Pull every line containing "nose" from the entries.
------ DATA SHOWN ------
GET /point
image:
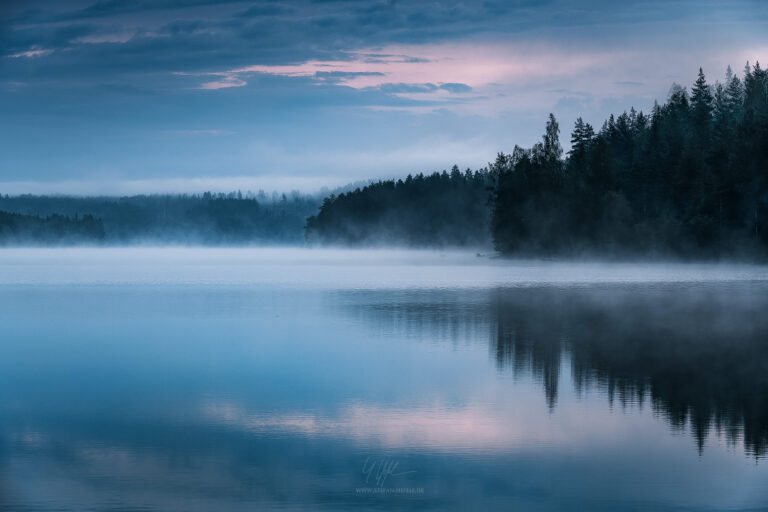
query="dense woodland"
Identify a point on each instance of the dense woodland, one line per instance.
(17, 229)
(442, 209)
(207, 218)
(690, 179)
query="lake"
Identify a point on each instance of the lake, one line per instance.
(295, 379)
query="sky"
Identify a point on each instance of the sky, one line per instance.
(141, 96)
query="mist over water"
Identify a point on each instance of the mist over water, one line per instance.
(248, 379)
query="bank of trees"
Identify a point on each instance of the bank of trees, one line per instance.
(441, 209)
(210, 218)
(18, 229)
(689, 178)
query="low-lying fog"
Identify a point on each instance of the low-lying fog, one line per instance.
(340, 268)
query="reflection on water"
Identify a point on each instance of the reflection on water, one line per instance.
(697, 353)
(189, 395)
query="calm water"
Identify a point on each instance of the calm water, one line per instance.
(208, 379)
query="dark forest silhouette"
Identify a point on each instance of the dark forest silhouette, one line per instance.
(690, 178)
(442, 209)
(208, 218)
(18, 229)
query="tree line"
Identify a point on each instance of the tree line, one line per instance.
(689, 179)
(441, 209)
(18, 229)
(209, 218)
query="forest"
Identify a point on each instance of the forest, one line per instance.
(441, 209)
(209, 218)
(18, 229)
(687, 179)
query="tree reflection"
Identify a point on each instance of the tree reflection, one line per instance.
(696, 353)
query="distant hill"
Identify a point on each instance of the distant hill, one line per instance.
(208, 218)
(18, 229)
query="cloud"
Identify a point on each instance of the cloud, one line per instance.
(39, 52)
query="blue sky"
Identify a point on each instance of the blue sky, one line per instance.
(114, 97)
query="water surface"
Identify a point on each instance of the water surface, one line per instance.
(251, 379)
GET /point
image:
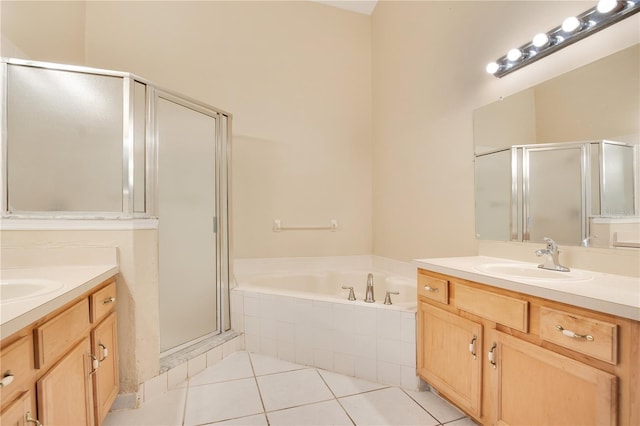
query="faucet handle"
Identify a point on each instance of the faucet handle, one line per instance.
(387, 298)
(352, 295)
(551, 245)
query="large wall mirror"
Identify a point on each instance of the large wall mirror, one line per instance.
(561, 159)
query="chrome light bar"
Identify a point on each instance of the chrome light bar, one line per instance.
(573, 29)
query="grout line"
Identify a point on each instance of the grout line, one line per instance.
(336, 398)
(186, 403)
(255, 379)
(428, 412)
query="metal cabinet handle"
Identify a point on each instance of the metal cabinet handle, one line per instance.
(472, 347)
(95, 364)
(6, 379)
(574, 335)
(491, 355)
(105, 352)
(30, 419)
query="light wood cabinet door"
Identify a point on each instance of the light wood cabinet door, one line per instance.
(65, 392)
(449, 356)
(534, 386)
(105, 379)
(19, 411)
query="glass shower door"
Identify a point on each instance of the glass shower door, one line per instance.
(554, 180)
(186, 208)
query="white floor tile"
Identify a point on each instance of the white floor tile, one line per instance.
(267, 365)
(291, 394)
(343, 386)
(222, 401)
(321, 413)
(436, 406)
(235, 366)
(293, 388)
(167, 409)
(467, 421)
(388, 406)
(257, 420)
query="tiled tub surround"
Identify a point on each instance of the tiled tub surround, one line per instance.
(371, 341)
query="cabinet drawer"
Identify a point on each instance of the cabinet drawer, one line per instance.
(582, 334)
(55, 336)
(16, 362)
(504, 310)
(433, 288)
(103, 301)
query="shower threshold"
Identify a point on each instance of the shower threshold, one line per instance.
(177, 356)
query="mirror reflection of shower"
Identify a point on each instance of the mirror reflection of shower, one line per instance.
(526, 192)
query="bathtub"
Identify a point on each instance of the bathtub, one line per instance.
(305, 317)
(328, 285)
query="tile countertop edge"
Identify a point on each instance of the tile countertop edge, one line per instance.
(18, 323)
(604, 306)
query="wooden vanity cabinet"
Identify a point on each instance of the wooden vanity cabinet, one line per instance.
(538, 361)
(19, 411)
(449, 355)
(68, 364)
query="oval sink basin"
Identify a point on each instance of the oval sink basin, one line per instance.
(24, 288)
(531, 272)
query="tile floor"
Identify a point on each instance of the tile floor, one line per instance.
(252, 389)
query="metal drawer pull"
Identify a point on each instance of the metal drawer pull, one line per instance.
(105, 352)
(95, 364)
(7, 379)
(491, 355)
(472, 347)
(575, 335)
(30, 419)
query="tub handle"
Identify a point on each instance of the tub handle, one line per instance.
(387, 298)
(352, 295)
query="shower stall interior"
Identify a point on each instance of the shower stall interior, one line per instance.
(83, 143)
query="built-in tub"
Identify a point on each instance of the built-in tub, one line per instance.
(328, 286)
(306, 318)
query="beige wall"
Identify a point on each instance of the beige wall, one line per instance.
(428, 78)
(297, 78)
(48, 31)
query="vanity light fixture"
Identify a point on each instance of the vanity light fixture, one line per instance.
(572, 29)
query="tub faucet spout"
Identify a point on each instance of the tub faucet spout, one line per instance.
(369, 294)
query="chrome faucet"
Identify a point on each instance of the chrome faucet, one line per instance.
(369, 294)
(551, 254)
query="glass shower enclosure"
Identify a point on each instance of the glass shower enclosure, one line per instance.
(528, 192)
(83, 143)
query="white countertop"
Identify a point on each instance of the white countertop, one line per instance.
(609, 293)
(75, 280)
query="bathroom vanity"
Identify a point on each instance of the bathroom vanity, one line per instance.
(59, 356)
(511, 344)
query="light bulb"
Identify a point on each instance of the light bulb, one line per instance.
(514, 54)
(606, 6)
(570, 24)
(540, 40)
(492, 67)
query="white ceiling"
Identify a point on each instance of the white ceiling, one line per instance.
(360, 6)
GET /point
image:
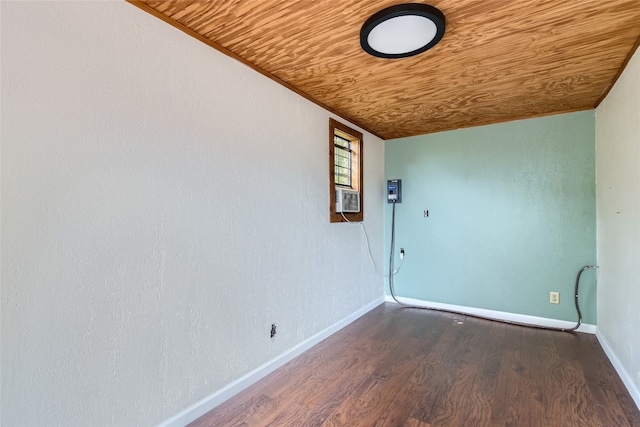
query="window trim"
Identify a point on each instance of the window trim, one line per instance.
(357, 170)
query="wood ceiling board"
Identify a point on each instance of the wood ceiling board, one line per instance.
(498, 61)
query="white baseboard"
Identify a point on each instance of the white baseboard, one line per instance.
(497, 315)
(208, 403)
(627, 380)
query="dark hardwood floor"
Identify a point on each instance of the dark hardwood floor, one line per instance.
(409, 367)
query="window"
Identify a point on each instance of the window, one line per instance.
(345, 167)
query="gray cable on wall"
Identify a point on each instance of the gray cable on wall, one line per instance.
(509, 322)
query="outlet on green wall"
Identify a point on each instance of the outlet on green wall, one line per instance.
(512, 215)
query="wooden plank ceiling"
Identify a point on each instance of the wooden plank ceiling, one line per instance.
(499, 60)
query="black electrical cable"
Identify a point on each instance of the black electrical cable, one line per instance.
(509, 322)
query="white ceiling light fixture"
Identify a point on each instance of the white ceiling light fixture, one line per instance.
(402, 30)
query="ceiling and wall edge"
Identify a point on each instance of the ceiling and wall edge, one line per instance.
(148, 9)
(222, 49)
(619, 73)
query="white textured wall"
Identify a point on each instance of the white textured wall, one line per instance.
(618, 217)
(162, 205)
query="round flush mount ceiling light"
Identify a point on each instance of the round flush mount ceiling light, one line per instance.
(402, 30)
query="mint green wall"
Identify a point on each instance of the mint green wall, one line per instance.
(511, 215)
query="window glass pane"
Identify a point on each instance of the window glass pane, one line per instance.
(341, 142)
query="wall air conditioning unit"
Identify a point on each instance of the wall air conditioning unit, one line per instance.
(347, 200)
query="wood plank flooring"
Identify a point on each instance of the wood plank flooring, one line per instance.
(416, 368)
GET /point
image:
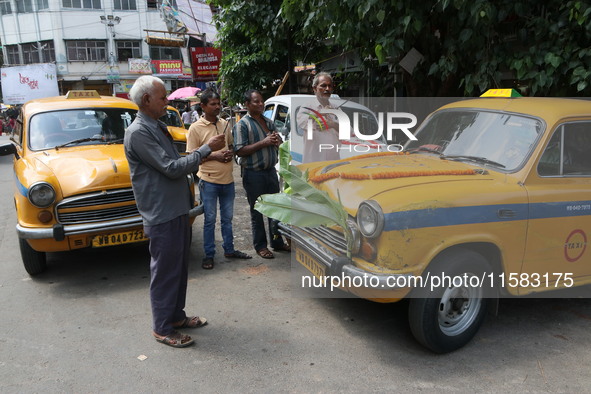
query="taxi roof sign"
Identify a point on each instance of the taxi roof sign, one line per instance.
(501, 93)
(72, 94)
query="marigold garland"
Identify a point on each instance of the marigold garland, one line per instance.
(387, 175)
(380, 175)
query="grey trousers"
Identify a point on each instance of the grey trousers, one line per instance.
(169, 266)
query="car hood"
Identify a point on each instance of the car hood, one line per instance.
(374, 178)
(87, 168)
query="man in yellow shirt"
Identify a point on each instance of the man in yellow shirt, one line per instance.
(216, 178)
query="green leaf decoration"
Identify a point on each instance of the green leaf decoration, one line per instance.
(304, 206)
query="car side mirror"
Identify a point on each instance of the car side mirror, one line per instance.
(8, 149)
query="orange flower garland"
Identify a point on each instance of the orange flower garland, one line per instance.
(381, 175)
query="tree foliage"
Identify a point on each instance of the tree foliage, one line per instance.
(466, 46)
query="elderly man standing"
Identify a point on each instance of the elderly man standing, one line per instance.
(216, 178)
(163, 197)
(326, 136)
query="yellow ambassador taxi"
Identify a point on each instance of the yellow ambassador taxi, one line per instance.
(73, 188)
(493, 199)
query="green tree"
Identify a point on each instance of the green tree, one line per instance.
(466, 46)
(255, 43)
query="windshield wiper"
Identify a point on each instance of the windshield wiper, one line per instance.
(477, 159)
(425, 149)
(79, 141)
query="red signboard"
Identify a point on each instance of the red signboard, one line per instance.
(206, 63)
(167, 67)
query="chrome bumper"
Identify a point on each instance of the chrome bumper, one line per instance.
(60, 231)
(337, 265)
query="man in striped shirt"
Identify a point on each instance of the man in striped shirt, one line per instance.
(257, 145)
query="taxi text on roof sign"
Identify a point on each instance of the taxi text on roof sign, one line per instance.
(82, 94)
(501, 93)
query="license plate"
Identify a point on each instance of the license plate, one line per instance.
(118, 238)
(312, 265)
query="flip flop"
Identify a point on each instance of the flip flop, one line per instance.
(176, 339)
(207, 263)
(192, 322)
(237, 255)
(265, 253)
(283, 248)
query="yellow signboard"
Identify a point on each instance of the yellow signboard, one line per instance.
(501, 93)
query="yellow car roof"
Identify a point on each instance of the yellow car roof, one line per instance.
(549, 109)
(60, 103)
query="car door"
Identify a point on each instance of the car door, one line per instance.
(560, 211)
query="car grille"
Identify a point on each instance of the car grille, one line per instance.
(97, 207)
(332, 238)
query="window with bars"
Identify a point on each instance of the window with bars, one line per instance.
(24, 6)
(86, 51)
(165, 53)
(5, 7)
(156, 4)
(128, 49)
(90, 4)
(30, 53)
(125, 5)
(12, 56)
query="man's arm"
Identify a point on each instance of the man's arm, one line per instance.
(241, 142)
(151, 153)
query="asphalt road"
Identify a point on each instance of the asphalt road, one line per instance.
(81, 326)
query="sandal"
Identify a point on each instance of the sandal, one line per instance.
(207, 263)
(283, 248)
(191, 322)
(265, 253)
(175, 339)
(237, 255)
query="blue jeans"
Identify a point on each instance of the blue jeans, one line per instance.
(210, 193)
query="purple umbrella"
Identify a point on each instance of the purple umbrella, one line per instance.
(183, 93)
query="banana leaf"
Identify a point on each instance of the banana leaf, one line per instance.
(305, 206)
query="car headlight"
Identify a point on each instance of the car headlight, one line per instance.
(370, 219)
(181, 147)
(356, 241)
(41, 195)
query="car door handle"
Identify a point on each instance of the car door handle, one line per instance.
(506, 213)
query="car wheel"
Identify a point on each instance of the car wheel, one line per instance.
(453, 312)
(35, 262)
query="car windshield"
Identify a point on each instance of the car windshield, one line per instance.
(88, 126)
(172, 119)
(495, 139)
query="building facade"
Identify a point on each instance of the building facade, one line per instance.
(92, 41)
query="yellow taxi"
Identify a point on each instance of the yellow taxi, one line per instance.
(72, 182)
(492, 199)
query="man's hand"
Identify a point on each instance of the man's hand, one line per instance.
(217, 142)
(272, 139)
(223, 156)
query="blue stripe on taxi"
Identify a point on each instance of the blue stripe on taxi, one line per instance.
(440, 217)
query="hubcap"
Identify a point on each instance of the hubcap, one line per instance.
(458, 309)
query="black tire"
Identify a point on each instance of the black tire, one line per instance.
(451, 316)
(34, 262)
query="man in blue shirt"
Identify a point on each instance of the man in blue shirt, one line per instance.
(257, 144)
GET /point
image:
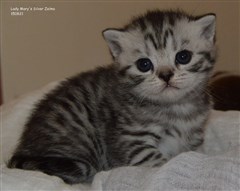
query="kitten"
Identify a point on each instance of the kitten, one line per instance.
(145, 108)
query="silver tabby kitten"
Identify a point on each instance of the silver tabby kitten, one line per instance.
(148, 106)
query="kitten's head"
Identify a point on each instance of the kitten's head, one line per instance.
(168, 54)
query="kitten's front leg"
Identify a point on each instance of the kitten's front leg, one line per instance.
(147, 155)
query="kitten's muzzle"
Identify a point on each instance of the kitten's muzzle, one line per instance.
(166, 75)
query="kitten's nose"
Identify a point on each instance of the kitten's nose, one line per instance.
------
- **TASK OUTPUT**
query="kitten's nose"
Identify a point on each instance of the kitten's nose, one line per instance.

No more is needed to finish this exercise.